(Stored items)
----
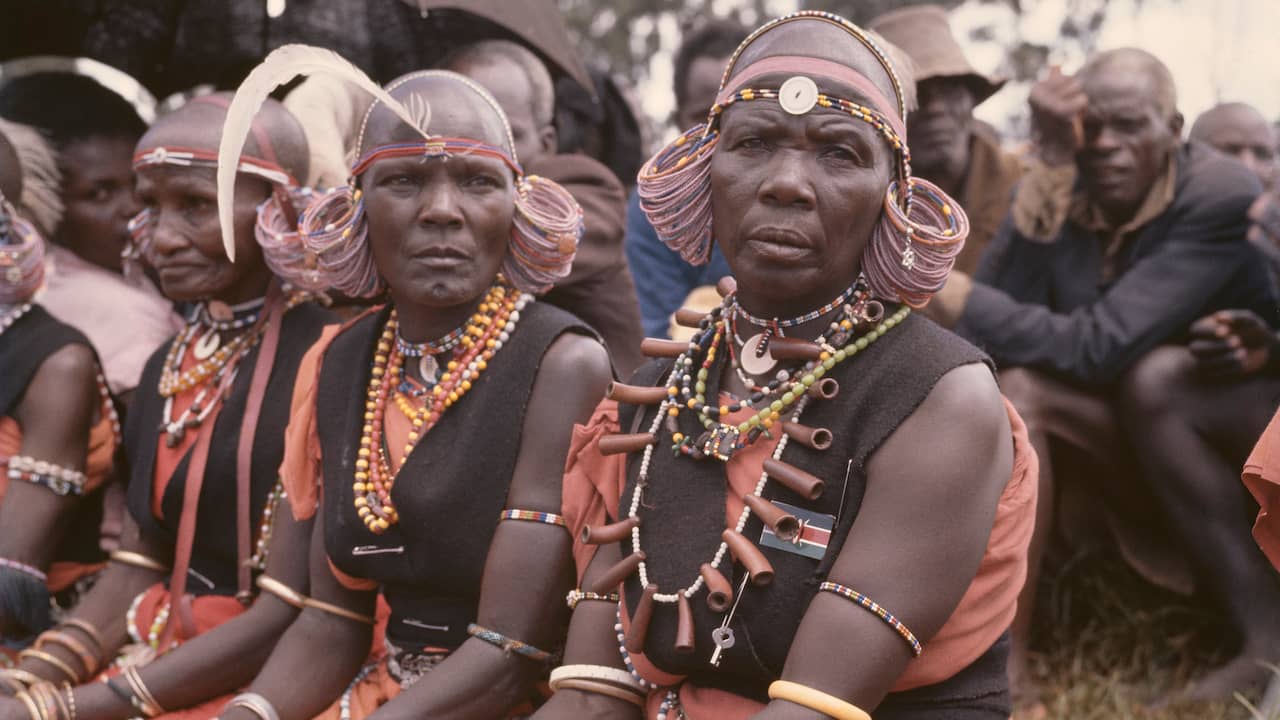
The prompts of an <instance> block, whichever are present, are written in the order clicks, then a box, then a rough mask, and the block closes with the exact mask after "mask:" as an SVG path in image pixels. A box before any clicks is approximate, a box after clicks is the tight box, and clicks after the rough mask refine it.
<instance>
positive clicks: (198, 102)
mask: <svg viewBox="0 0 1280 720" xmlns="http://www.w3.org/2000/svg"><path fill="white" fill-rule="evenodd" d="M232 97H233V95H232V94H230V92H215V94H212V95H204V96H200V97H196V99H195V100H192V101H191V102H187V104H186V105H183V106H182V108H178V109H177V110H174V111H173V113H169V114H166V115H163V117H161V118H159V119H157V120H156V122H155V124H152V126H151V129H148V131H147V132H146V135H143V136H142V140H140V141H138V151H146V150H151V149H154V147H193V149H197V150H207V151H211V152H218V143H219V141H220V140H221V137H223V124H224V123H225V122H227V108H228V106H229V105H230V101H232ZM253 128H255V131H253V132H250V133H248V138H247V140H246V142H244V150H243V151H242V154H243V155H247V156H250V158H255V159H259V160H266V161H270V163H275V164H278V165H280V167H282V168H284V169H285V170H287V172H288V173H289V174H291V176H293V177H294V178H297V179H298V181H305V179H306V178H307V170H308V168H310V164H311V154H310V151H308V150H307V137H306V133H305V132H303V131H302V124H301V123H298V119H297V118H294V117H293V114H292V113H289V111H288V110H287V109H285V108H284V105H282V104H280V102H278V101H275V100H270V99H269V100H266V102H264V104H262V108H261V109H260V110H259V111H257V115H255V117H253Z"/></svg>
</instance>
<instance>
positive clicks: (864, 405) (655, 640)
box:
----
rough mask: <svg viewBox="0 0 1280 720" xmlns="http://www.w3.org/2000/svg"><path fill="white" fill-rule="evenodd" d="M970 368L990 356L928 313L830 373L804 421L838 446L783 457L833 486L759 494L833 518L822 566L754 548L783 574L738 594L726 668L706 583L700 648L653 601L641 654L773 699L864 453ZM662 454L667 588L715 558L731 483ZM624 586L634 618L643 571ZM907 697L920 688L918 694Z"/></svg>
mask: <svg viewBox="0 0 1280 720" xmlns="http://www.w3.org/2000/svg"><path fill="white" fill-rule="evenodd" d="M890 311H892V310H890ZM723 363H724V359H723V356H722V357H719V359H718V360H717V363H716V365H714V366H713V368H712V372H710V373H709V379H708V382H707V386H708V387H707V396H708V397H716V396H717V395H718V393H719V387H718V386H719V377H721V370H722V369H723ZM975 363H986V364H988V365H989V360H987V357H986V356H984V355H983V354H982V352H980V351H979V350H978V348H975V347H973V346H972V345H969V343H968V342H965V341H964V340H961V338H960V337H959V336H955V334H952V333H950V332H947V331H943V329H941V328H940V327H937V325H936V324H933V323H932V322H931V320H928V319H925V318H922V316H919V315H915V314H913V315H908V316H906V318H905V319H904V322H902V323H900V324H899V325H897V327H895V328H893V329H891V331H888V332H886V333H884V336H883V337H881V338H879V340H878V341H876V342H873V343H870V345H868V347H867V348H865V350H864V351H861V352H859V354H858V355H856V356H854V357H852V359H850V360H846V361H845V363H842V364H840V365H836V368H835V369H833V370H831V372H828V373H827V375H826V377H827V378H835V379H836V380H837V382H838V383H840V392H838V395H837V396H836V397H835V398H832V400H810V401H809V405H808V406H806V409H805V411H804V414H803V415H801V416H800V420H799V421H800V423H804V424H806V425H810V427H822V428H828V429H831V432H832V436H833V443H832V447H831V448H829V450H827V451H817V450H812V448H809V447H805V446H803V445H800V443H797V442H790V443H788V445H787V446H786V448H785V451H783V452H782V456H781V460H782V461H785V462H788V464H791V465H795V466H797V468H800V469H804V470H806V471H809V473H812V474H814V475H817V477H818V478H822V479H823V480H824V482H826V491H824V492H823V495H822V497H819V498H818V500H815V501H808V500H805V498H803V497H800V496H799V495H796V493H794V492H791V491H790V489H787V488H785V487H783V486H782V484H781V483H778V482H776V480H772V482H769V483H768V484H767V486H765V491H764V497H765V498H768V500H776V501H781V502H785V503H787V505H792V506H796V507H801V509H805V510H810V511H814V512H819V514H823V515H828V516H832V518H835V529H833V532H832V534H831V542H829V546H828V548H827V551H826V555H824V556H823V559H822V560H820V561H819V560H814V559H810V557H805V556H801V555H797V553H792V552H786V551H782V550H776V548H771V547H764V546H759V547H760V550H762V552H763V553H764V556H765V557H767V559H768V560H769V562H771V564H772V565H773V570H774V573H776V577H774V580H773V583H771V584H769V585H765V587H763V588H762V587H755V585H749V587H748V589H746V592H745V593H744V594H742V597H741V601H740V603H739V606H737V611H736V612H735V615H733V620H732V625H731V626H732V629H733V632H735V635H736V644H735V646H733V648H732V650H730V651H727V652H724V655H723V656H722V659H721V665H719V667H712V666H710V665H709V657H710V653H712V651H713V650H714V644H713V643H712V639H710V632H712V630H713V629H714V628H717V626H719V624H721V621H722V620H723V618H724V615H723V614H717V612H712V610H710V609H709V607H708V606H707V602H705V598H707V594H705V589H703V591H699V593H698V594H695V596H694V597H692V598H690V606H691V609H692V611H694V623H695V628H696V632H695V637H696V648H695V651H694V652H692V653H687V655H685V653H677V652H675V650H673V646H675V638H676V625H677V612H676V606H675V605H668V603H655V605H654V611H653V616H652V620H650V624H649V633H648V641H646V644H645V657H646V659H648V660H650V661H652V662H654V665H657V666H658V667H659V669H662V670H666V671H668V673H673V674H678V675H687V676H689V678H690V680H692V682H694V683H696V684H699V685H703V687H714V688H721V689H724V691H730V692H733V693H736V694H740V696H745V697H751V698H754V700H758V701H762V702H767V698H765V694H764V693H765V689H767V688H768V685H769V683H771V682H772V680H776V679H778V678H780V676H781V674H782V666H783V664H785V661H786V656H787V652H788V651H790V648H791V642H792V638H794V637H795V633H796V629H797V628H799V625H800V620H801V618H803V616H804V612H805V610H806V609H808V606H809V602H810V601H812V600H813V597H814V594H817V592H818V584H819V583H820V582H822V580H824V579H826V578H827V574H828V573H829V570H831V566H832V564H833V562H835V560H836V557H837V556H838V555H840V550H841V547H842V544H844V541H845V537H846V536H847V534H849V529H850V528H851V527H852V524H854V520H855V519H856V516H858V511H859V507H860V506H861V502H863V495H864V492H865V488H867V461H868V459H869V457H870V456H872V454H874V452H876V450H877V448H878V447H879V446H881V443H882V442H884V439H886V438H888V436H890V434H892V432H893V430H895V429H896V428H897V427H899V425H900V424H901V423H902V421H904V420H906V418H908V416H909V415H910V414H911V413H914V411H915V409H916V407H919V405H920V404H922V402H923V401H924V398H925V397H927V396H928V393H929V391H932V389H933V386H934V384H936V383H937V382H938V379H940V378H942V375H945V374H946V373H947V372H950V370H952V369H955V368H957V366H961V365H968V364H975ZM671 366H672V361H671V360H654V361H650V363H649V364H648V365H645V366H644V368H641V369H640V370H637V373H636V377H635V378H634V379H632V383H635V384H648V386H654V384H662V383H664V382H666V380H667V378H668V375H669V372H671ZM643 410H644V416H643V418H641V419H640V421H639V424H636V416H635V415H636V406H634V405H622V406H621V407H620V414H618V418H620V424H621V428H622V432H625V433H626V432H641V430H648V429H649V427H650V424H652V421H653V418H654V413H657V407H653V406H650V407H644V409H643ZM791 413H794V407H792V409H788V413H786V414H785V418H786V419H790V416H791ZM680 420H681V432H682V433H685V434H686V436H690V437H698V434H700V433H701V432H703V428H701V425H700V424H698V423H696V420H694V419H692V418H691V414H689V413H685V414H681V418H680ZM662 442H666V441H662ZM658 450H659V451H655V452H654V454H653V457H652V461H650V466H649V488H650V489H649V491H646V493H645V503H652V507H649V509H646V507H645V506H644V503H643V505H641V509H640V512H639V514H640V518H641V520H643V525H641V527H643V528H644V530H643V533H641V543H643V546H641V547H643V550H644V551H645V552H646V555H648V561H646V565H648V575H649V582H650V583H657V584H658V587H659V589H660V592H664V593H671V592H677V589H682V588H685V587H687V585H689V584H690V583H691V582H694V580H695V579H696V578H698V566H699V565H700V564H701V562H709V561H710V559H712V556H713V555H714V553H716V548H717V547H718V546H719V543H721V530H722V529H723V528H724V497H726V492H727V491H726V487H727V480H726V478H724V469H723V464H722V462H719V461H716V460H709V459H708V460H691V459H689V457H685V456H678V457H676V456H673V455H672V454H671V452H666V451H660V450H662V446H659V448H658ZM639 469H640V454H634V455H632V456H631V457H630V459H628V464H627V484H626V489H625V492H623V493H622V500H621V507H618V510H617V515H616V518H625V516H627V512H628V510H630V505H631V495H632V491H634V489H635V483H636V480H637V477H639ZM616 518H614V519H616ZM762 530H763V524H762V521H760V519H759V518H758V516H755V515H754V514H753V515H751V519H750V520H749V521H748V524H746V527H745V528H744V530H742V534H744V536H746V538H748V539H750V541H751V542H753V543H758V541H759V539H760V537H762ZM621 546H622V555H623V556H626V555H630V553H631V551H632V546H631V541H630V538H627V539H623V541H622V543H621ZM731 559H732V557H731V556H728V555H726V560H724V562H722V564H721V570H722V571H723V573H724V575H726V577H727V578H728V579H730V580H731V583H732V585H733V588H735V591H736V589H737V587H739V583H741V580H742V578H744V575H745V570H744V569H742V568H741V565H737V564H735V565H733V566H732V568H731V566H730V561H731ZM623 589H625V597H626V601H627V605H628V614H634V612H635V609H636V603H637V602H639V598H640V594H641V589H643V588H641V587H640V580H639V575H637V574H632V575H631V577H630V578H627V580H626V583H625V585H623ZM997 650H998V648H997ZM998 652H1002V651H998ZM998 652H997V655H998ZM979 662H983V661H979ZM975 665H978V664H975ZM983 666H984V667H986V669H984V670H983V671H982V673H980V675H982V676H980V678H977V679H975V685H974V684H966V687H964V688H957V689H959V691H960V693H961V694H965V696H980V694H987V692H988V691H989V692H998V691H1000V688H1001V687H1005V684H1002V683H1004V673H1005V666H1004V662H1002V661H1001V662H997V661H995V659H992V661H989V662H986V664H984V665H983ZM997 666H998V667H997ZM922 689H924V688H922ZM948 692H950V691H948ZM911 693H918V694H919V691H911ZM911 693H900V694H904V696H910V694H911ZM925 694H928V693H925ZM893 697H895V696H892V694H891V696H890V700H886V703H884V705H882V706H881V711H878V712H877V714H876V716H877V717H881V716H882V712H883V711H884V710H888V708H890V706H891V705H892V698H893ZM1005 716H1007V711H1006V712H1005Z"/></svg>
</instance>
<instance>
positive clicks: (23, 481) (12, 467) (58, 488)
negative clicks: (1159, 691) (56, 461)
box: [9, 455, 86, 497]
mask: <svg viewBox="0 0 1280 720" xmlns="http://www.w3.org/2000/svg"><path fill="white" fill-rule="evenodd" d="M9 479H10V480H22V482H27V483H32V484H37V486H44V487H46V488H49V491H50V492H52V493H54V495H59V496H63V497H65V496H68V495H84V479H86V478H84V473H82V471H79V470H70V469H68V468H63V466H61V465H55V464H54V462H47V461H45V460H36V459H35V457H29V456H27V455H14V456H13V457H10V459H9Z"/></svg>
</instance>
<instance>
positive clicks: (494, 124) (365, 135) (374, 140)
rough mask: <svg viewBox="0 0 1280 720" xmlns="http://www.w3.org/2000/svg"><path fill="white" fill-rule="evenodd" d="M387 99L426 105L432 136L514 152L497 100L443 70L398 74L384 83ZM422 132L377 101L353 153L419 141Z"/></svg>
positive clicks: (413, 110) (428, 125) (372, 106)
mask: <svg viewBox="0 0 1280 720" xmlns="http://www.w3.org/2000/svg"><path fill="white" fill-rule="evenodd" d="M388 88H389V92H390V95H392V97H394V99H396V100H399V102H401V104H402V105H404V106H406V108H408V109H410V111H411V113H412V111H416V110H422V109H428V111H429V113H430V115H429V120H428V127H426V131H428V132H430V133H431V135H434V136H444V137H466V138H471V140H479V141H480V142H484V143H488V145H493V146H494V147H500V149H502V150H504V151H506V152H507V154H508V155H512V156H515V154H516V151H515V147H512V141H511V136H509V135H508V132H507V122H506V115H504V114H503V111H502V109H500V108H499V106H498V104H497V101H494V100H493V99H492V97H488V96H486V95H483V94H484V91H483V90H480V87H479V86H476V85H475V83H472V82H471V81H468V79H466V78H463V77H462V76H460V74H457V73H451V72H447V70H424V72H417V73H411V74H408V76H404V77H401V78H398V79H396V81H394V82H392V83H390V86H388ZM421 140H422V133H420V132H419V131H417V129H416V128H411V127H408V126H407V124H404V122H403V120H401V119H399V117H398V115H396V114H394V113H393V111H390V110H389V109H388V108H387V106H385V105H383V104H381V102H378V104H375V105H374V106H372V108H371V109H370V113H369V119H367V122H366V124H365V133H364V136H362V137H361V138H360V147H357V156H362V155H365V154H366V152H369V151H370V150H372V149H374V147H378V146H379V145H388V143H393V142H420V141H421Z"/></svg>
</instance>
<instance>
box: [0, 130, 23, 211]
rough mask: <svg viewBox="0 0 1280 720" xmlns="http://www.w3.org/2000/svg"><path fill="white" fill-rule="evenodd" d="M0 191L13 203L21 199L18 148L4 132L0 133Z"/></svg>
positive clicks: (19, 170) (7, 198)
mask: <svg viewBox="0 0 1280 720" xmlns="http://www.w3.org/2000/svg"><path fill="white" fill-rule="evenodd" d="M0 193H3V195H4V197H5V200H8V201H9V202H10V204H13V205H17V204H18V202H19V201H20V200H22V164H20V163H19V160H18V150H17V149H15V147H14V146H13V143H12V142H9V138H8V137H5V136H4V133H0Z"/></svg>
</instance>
----
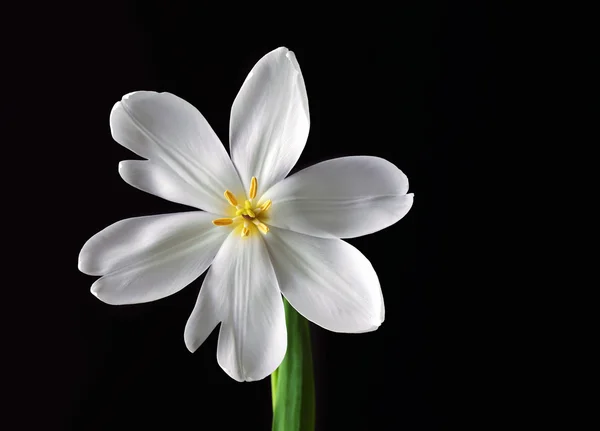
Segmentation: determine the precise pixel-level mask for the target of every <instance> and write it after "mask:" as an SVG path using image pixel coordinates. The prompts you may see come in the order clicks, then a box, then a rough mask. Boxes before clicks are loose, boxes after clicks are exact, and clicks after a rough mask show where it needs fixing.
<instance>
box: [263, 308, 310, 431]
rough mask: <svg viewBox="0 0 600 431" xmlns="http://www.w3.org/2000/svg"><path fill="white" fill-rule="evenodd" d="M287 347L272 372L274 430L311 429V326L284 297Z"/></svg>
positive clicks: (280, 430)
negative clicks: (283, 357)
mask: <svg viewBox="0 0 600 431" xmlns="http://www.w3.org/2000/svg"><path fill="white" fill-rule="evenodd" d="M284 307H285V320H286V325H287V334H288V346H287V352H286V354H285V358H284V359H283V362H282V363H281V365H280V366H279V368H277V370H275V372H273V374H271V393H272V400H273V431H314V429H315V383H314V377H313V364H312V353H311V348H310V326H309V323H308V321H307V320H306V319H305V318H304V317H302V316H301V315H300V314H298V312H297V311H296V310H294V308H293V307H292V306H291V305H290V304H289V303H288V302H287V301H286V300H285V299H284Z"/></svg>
----
EXERCISE - Which lines in the records above include the word "then"? Copy them out.

EXERCISE OUTPUT -
The prompts of an <instance> block, whichever are present, are written in the order clicks, then a box, then a rough mask, and the block closes with the exact mask after "mask:" as an SVG path in image pixels. A box before any clicks is approximate, a box after clicks is the tight box, and clicks after the rough mask refine it.
Segmentation: determine the precise pixel-level mask for the target of every <instance> and write it after "mask:" as an SVG path using image pixel coordinates. The prompts you may see come in the order clicks, then a box, then a rough mask. Boxes before clicks are loose, boxes after clicks are exact, and clicks after a rough mask show where it needs fixing.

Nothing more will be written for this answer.